What is asked | Below is a text on balancing a matrix's row and column sums. Repeat it word for word, starting at "Below is the" and ending at "matrix[][2], int n)".

--- start Provided text ---

Let’s say X_i is the total number of operation needed to make the sum on row ‘i’ equals to maxSum and Y_j is the total number of operation needed to make the sum on column ‘j’ equals to maxSum. Since X_i = Y_j so we need to work at any one of them according to the condition.

In order to minimise X_i, we need to choose the maximum from rowSum_i and colSum_j as it will surely lead to minimum operation. After that, increment ‘i’ or ‘j’ according to the condition satisfied after increment.

Below is the implementation of the above approach.

C++

/* C++ Program to Find minimum number of 
operation required such that sum of 
elements on each row and column becomes same*/
#include <bits/stdc++.h> 
using namespace std; 
  
// Function to find minimum operation required 
// to make sum of each row and column equals 
int findMinOpeartion(int matrix[][2], int n) 
{ 
    // Initialize the sumRow[] and sumCol[] 
    // array to 0 
    int sumRow[n], sumCol[n]; 
    memset(sumRow, 0, sizeof(sumRow)); 
    memset(sumCol, 0, sizeof(sumCol)); 
  
    // Calculate sumRow[] and sumCol[] array 
    for (int i = 0; i < n; ++i) 
        for (int j = 0; j < n; ++j) { 
            sumRow[i] += matrix[i][j]; 
            sumCol[j] += matrix[i][j]; 
        } 
  
    // Find maximum sum value in either 
    // row or in column 
    int maxSum = 0; 
    for (int i = 0; i < n; ++i) { 
        maxSum = max(maxSum, sumRow[i]); 
        maxSum = max(maxSum, sumCol[i]); 
    } 
  
    int count = 0; 
    for (int i = 0, j = 0; i < n && j < n;) { 
  
        // Find minimum increment required in 
        // either row or column 
        int diff = min(maxSum - sumRow[i], 
                       maxSum - sumCol[j]); 
  
        // Add difference in corresponding cell, 
        // sumRow[] and sumCol[] array 
        matrix[i][j] += diff; 
        sumRow[i] += diff; 
        sumCol[j] += diff; 
  
        // Update the count variable 
        count += diff; 
  
        // If ith row satisfied, increment ith 
        // value for next iteration 
        if (sumRow[i] == maxSum) 
            ++i; 
  
        // If jth column satisfied, increment 
        // jth value for next iteration 
        if (sumCol[j] == maxSum)

--- end Provided text ---
--- start Raw data ---

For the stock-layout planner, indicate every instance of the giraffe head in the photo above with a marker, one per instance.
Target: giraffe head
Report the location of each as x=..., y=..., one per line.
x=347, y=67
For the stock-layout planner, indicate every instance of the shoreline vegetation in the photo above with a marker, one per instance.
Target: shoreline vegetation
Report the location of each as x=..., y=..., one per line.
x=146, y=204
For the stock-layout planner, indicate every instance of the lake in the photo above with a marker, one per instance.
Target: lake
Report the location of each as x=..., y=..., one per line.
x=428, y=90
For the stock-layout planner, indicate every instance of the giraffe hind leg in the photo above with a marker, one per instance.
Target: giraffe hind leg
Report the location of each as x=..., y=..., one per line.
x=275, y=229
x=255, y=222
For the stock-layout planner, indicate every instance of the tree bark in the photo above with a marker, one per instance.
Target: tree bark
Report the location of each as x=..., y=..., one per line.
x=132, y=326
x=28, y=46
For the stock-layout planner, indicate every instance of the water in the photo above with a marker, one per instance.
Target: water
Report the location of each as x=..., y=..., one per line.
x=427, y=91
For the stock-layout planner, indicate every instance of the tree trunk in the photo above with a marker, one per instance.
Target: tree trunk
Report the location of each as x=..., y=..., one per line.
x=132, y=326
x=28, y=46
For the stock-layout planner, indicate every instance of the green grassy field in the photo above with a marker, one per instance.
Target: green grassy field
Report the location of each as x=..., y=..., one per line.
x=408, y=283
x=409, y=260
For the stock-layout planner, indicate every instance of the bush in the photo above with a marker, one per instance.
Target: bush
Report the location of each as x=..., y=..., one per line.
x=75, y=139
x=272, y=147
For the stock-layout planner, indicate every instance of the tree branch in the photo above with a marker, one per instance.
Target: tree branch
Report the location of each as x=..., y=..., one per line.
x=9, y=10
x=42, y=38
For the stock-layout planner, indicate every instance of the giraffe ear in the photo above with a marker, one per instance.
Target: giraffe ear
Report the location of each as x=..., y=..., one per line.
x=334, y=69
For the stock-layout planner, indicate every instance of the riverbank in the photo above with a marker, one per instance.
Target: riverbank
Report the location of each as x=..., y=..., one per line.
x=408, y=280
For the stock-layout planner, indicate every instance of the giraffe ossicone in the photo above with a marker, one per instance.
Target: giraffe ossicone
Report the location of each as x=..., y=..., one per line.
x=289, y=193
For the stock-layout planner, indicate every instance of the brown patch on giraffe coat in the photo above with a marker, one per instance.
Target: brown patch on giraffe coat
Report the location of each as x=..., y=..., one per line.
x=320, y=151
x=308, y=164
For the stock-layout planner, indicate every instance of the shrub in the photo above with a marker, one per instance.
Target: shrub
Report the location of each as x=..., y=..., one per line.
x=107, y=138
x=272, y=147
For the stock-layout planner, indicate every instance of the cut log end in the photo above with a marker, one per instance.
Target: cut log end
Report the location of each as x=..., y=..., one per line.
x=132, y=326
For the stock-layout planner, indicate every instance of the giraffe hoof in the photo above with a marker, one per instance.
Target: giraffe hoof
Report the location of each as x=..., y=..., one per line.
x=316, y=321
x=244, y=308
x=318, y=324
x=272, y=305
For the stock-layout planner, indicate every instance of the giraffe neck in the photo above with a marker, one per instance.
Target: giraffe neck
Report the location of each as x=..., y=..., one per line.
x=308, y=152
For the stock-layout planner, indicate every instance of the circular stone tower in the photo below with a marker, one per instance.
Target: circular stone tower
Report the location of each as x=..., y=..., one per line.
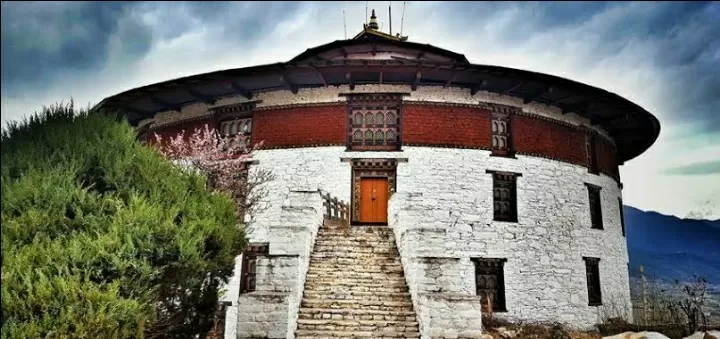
x=500, y=186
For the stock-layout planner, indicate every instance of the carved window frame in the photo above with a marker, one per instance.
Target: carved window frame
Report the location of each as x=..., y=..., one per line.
x=501, y=117
x=363, y=111
x=490, y=280
x=235, y=119
x=504, y=195
x=248, y=271
x=595, y=206
x=591, y=152
x=370, y=168
x=622, y=216
x=592, y=275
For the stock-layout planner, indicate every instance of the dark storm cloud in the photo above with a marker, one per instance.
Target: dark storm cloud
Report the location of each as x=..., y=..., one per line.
x=678, y=40
x=681, y=41
x=41, y=41
x=702, y=168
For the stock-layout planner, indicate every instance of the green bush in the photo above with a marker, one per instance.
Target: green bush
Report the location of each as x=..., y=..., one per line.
x=104, y=238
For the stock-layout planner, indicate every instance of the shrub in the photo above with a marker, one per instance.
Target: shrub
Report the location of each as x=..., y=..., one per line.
x=102, y=237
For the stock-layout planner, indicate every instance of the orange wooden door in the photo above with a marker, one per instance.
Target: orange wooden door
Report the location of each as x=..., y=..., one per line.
x=373, y=200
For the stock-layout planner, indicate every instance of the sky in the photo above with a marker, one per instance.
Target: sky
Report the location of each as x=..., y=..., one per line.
x=664, y=56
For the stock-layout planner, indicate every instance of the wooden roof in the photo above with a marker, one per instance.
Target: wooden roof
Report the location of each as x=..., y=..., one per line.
x=633, y=128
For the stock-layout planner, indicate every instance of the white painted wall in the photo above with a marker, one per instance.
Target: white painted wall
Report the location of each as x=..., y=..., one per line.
x=331, y=94
x=443, y=208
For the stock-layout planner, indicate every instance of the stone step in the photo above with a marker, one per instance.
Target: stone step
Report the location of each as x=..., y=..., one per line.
x=322, y=267
x=356, y=325
x=350, y=314
x=358, y=295
x=351, y=287
x=352, y=262
x=347, y=278
x=303, y=334
x=381, y=231
x=384, y=305
x=356, y=276
x=354, y=255
x=355, y=249
x=352, y=240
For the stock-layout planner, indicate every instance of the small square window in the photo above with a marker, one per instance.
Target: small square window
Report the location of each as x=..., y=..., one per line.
x=490, y=283
x=595, y=206
x=374, y=121
x=248, y=270
x=592, y=272
x=504, y=196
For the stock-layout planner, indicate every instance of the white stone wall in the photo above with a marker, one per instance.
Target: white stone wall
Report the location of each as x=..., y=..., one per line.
x=423, y=93
x=289, y=224
x=443, y=209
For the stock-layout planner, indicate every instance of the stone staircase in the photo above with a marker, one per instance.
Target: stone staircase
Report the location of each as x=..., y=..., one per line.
x=355, y=286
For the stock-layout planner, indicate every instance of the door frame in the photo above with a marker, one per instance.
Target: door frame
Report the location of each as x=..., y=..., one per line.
x=370, y=168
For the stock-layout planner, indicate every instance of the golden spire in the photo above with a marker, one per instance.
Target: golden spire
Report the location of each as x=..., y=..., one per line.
x=373, y=21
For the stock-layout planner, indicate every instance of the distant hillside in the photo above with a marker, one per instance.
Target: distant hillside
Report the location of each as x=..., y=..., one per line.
x=672, y=248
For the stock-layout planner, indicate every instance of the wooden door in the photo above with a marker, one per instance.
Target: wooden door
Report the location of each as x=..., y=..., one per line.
x=373, y=200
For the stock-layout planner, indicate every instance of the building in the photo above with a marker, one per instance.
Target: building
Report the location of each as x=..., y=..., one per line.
x=494, y=188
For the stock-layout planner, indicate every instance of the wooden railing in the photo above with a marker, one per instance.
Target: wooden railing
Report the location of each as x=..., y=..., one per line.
x=336, y=209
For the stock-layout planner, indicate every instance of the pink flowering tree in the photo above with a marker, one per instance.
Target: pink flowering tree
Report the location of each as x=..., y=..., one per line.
x=223, y=160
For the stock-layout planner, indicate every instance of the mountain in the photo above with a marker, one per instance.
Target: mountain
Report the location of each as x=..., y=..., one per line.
x=672, y=248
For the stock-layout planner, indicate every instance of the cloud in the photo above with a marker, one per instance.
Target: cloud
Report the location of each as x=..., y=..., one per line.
x=41, y=40
x=702, y=168
x=664, y=56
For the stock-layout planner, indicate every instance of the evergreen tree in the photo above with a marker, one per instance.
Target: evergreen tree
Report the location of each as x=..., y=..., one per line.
x=102, y=237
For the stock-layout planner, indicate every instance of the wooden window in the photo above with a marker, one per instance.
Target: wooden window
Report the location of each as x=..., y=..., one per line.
x=374, y=122
x=490, y=282
x=592, y=272
x=230, y=128
x=248, y=270
x=622, y=216
x=591, y=154
x=595, y=206
x=504, y=196
x=501, y=138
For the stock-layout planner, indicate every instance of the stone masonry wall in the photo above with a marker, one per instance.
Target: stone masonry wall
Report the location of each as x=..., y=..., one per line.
x=442, y=217
x=324, y=123
x=290, y=224
x=544, y=272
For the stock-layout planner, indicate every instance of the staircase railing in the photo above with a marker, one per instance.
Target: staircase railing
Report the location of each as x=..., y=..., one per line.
x=336, y=210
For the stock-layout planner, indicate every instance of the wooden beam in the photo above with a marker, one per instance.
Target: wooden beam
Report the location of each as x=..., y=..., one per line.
x=452, y=78
x=136, y=111
x=575, y=108
x=241, y=90
x=511, y=89
x=478, y=87
x=202, y=97
x=348, y=77
x=563, y=99
x=418, y=75
x=165, y=105
x=321, y=76
x=284, y=79
x=535, y=98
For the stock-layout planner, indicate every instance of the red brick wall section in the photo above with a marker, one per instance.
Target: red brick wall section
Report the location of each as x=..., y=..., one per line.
x=300, y=126
x=549, y=139
x=429, y=125
x=451, y=126
x=606, y=157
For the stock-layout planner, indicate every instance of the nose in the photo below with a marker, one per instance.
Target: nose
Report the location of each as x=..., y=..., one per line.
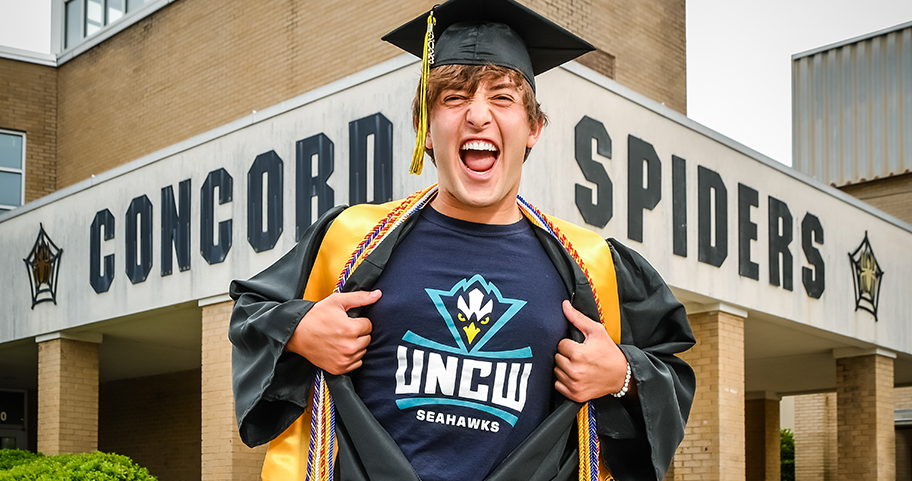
x=478, y=114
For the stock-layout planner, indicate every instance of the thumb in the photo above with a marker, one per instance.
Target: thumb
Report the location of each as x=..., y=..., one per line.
x=580, y=321
x=349, y=300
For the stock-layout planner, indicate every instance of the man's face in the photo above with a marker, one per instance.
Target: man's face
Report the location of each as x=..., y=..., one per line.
x=479, y=143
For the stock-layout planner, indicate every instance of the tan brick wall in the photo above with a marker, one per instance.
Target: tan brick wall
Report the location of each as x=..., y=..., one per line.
x=67, y=396
x=154, y=420
x=761, y=440
x=864, y=400
x=28, y=103
x=892, y=195
x=646, y=39
x=199, y=64
x=224, y=456
x=902, y=398
x=713, y=446
x=815, y=437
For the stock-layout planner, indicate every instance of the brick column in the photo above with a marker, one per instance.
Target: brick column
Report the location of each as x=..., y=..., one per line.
x=761, y=437
x=713, y=446
x=224, y=456
x=815, y=437
x=67, y=393
x=864, y=413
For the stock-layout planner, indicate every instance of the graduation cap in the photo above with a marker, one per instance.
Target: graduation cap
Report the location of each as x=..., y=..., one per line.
x=480, y=32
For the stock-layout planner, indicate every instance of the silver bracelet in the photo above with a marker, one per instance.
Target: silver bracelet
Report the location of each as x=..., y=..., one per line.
x=623, y=390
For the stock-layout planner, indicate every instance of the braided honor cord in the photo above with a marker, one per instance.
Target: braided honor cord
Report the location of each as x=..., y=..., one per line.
x=322, y=431
x=323, y=420
x=585, y=419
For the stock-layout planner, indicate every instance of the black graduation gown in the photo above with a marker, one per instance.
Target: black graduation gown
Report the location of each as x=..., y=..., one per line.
x=638, y=434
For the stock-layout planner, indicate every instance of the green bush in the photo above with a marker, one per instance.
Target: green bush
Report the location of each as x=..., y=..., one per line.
x=12, y=457
x=787, y=454
x=25, y=466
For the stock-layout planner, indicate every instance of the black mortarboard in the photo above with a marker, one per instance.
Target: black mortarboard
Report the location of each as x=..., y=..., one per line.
x=499, y=32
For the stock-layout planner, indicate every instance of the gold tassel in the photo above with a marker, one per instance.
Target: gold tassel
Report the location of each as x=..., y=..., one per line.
x=427, y=59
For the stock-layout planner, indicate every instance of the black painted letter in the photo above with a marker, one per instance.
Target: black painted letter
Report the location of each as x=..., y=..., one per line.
x=600, y=212
x=641, y=197
x=271, y=164
x=812, y=233
x=139, y=264
x=100, y=277
x=307, y=186
x=215, y=253
x=747, y=231
x=779, y=241
x=176, y=227
x=710, y=184
x=679, y=205
x=358, y=133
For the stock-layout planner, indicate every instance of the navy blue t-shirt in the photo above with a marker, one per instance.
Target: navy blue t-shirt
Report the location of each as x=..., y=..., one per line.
x=460, y=366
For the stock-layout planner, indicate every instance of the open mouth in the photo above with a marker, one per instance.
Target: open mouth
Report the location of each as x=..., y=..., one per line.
x=479, y=156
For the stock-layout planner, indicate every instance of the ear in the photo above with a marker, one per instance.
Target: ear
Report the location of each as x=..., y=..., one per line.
x=534, y=134
x=428, y=143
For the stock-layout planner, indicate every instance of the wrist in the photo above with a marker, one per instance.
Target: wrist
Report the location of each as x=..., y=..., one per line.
x=626, y=386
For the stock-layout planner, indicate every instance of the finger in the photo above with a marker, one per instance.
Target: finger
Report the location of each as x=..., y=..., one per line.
x=361, y=327
x=567, y=348
x=580, y=321
x=349, y=300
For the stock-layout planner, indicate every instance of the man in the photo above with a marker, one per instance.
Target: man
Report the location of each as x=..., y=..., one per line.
x=466, y=328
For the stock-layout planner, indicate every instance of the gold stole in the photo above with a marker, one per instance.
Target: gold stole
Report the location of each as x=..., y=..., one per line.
x=286, y=457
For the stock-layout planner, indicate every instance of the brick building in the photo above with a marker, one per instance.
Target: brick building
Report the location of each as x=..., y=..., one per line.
x=129, y=151
x=851, y=129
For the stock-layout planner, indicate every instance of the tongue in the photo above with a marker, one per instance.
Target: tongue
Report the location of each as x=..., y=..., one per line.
x=478, y=160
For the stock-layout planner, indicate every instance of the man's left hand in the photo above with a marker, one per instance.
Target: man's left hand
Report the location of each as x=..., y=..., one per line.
x=591, y=369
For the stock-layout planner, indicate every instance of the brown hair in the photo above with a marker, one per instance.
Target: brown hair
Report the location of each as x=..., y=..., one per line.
x=468, y=78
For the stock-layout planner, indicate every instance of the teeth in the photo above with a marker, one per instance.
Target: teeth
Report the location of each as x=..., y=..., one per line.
x=479, y=145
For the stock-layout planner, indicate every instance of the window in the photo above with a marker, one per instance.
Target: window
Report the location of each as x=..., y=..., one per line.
x=12, y=170
x=86, y=17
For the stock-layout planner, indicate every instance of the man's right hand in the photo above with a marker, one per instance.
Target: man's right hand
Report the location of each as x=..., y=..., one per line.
x=331, y=340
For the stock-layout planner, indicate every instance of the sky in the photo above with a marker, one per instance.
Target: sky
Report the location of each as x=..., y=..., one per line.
x=738, y=55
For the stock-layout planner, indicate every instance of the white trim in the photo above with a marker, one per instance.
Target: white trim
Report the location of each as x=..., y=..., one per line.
x=719, y=307
x=20, y=171
x=29, y=56
x=844, y=352
x=327, y=90
x=93, y=337
x=754, y=395
x=643, y=101
x=407, y=60
x=107, y=31
x=208, y=301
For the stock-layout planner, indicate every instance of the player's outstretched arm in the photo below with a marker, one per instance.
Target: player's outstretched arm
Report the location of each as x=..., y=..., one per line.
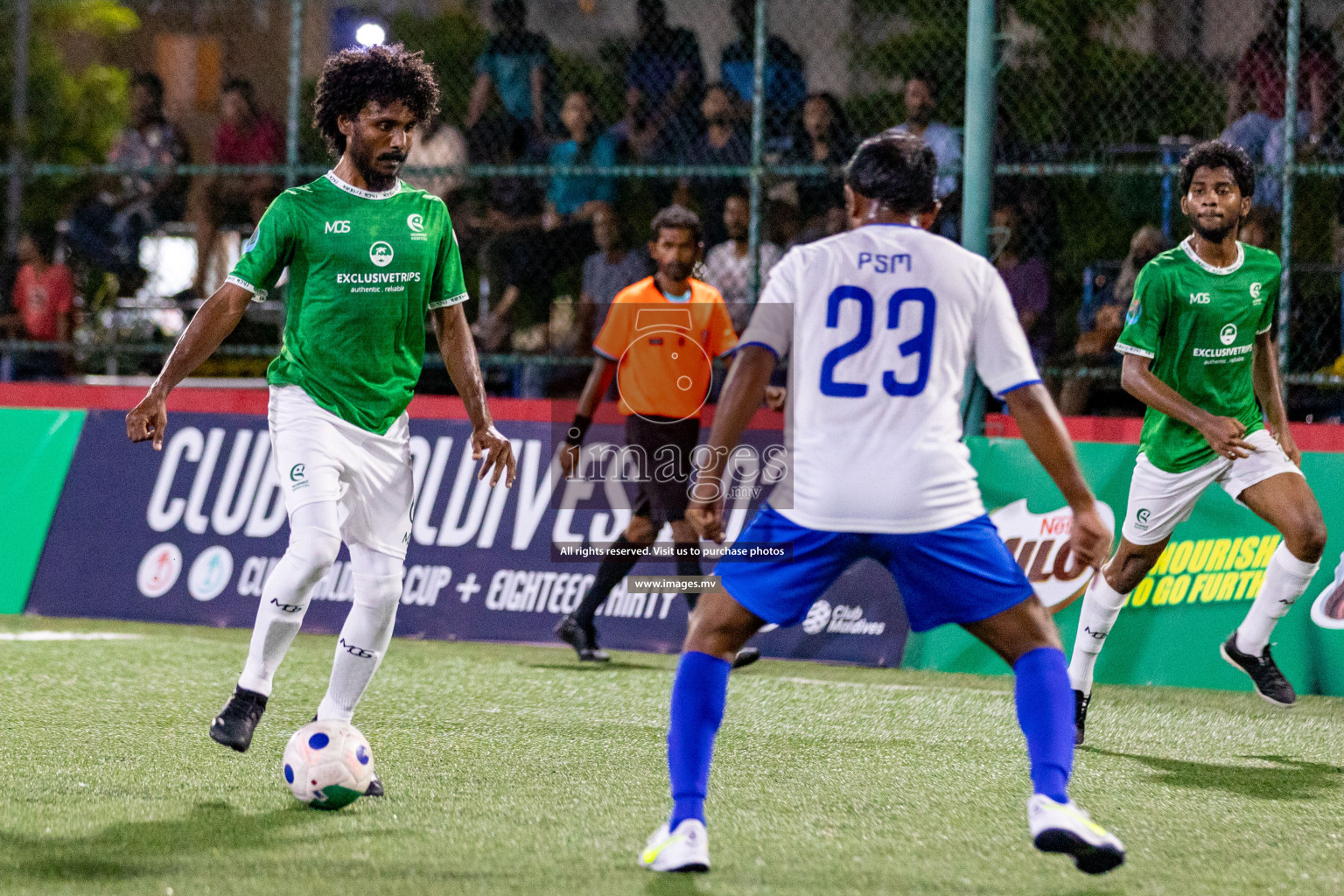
x=742, y=396
x=1045, y=433
x=464, y=367
x=1222, y=433
x=215, y=320
x=1270, y=393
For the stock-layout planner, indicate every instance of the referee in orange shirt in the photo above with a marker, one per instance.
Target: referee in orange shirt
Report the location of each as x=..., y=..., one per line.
x=659, y=341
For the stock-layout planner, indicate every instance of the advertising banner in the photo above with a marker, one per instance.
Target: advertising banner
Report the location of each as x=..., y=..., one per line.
x=190, y=535
x=35, y=448
x=1195, y=597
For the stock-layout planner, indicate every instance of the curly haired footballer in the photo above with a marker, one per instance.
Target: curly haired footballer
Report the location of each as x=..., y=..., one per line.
x=354, y=78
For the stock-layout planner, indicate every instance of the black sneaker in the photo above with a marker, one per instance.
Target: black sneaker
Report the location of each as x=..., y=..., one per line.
x=238, y=719
x=746, y=655
x=1266, y=677
x=582, y=640
x=1081, y=702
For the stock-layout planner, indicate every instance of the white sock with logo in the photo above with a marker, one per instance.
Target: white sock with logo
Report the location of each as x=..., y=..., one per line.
x=368, y=632
x=1285, y=580
x=1101, y=606
x=313, y=544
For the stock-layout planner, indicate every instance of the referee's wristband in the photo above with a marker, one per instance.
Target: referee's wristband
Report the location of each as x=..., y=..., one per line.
x=578, y=429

--- end Raw data ---

Solved exercise |
Below is the implementation of the above approach.

C++

/* C++ Program to Find minimum number of 
operation required such that sum of 
elements on each row and column becomes same*/
#include <bits/stdc++.h> 
using namespace std; 
  
// Function to find minimum operation required 
// to make sum of each row and column equals 
int findMinOpeartion(int matrix[][2], int n)